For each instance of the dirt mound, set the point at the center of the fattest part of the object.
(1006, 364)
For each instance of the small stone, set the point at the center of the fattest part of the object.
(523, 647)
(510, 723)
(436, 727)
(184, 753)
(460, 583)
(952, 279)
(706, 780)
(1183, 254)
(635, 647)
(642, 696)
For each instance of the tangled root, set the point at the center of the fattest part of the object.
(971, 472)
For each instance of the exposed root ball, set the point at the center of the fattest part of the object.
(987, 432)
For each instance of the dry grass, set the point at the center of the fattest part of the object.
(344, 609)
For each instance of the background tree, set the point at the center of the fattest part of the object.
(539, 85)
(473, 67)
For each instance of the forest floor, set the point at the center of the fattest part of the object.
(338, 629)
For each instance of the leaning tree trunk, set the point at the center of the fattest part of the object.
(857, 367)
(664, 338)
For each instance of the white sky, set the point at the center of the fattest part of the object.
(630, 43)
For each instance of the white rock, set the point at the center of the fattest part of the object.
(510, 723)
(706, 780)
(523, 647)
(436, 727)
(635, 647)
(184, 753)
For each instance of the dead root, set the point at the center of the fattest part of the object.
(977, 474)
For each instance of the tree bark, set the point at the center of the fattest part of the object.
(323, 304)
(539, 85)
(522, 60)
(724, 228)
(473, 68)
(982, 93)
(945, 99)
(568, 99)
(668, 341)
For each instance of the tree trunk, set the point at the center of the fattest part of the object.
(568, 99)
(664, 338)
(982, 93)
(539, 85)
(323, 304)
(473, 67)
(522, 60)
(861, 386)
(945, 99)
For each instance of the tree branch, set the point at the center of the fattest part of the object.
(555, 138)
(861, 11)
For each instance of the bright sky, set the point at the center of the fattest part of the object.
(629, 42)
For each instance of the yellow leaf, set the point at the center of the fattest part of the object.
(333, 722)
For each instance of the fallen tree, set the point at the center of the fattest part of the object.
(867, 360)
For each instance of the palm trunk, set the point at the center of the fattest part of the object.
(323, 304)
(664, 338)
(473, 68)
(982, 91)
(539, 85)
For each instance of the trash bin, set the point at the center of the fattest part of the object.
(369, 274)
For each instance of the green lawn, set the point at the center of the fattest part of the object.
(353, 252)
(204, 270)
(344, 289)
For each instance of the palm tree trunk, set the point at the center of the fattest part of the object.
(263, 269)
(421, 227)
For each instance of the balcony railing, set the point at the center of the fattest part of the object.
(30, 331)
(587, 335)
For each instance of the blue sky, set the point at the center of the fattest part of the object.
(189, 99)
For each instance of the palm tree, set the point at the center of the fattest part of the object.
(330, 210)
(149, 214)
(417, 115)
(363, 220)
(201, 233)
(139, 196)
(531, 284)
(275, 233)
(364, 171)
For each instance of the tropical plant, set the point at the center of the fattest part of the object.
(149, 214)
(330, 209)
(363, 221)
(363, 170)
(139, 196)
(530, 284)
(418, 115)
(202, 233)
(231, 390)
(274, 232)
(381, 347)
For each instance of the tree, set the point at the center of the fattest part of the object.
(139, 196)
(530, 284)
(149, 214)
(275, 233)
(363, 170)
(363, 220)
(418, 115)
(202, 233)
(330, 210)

+ + + + + + +

Given request: Copy the records word for word, from the line containing "For each instance of the balcony" through the end of the records.

Correct result:
For each instance of the balcony railing, set the point at the center of the fattest part of the object.
(30, 331)
(587, 335)
For each instance of the blue sky, set the point at the center of the fattest part of the object.
(189, 99)
For each instance of the palm tree, set the point at the center of the fattest part of the object.
(330, 210)
(149, 214)
(417, 115)
(363, 220)
(201, 233)
(139, 196)
(531, 284)
(275, 233)
(364, 171)
For each instance of the tropical plant, set the point at the center of the fattest part of the object.
(149, 214)
(330, 209)
(363, 221)
(363, 170)
(139, 196)
(530, 284)
(418, 115)
(202, 233)
(231, 390)
(274, 232)
(381, 347)
For each instance of the tree, set the point at the center of the fattest part of the object.
(139, 196)
(530, 284)
(149, 214)
(275, 233)
(363, 170)
(363, 220)
(418, 115)
(202, 233)
(330, 210)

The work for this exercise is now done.